» TASK OBJECTIVE
Reformat the material, from the line containing "Target: white lab coat" through its final line, as a Markdown table with the columns Row and Text. Number each line in sequence and leave out any blank lines.
##### DATA EXTRACT
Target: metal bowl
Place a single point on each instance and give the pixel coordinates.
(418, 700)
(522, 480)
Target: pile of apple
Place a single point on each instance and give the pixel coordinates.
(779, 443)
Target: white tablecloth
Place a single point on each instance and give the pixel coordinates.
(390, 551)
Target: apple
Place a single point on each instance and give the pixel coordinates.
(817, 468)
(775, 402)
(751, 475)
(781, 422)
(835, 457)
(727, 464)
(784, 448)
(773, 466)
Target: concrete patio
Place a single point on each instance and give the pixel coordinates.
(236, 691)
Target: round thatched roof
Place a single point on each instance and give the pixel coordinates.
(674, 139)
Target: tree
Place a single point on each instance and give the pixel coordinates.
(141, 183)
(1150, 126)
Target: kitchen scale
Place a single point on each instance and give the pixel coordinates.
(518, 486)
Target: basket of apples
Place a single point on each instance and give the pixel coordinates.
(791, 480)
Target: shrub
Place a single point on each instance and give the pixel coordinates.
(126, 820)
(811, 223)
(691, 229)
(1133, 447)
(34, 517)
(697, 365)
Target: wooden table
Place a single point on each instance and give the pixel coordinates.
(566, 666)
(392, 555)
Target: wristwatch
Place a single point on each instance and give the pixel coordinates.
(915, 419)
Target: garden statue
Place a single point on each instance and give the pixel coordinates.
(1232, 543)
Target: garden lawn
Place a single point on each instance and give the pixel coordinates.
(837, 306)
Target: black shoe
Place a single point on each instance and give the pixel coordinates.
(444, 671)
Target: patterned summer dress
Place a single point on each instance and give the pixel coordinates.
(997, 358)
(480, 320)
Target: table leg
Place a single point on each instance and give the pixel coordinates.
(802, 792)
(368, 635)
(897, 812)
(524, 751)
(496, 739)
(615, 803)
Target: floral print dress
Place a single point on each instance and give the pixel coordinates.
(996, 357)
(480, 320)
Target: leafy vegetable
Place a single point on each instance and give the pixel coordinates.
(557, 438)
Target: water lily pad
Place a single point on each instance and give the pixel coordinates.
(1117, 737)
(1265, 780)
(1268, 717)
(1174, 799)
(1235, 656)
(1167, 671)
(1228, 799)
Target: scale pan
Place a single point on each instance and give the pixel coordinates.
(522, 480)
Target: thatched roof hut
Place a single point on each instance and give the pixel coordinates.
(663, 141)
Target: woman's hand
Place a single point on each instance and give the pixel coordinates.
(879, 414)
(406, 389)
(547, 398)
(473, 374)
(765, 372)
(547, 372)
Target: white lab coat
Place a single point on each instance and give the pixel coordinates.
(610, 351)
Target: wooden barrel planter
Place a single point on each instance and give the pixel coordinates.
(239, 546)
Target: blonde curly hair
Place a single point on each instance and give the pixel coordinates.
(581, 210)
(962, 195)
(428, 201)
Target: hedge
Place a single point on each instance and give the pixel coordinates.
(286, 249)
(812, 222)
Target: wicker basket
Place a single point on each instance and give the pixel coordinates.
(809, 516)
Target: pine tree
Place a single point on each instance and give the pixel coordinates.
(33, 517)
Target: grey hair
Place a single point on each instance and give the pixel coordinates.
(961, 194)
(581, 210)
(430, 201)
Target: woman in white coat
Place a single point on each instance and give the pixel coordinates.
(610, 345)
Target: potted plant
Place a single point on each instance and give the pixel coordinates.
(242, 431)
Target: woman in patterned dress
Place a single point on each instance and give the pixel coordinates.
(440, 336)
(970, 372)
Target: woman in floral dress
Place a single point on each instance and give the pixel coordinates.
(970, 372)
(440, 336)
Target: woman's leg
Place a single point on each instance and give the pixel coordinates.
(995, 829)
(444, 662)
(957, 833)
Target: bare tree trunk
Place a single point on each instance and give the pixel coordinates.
##########
» OUTPUT
| Row | Text |
|---|---|
| 1 | Target: white lab coat |
| 2 | Place a single point on each instance and give the pixel coordinates. |
| 3 | (610, 351) |
| 4 | Target: wooden barrel planter |
| 5 | Place a single point on each instance and give the pixel coordinates. |
| 6 | (239, 546) |
| 7 | Target: blonde curly hair |
| 8 | Place a single point on each instance and give the pixel coordinates. |
| 9 | (581, 210) |
| 10 | (962, 195) |
| 11 | (428, 201) |
| 12 | Target: hedge |
| 13 | Place a single point on each instance and give the pixel coordinates. |
| 14 | (286, 249) |
| 15 | (812, 222) |
| 16 | Target: wicker basket |
| 17 | Place a single point on each instance and give the pixel coordinates. |
| 18 | (809, 516) |
| 19 | Target: pine tree |
| 20 | Place a single point on each instance and give the pixel coordinates. |
| 21 | (33, 517) |
| 22 | Target: grey hair |
| 23 | Place a single point on each instance and give the pixel coordinates. |
| 24 | (961, 194) |
| 25 | (581, 210) |
| 26 | (430, 201) |
| 27 | Target: woman in white coat |
| 28 | Place a single point on each instance and give the pixel coordinates. |
| 29 | (610, 345) |
| 30 | Target: potted plant |
| 31 | Place a single point on each instance and give the pixel coordinates. |
| 32 | (242, 431) |
| 33 | Target: woman in patterned dress |
| 34 | Place a single point on each instance and give the pixel coordinates. |
| 35 | (440, 336) |
| 36 | (970, 372) |
| 37 | Target: woman in floral dress |
| 38 | Place a single point on each instance and give the pixel coordinates. |
| 39 | (970, 372) |
| 40 | (440, 336) |
| 41 | Target: woman's leg |
| 42 | Place a single point on each instance and give the pixel coordinates. |
| 43 | (995, 829) |
| 44 | (444, 662) |
| 45 | (957, 833) |
| 46 | Target: bare tree trunk |
| 47 | Place a single point on each instance and give the pixel coordinates. |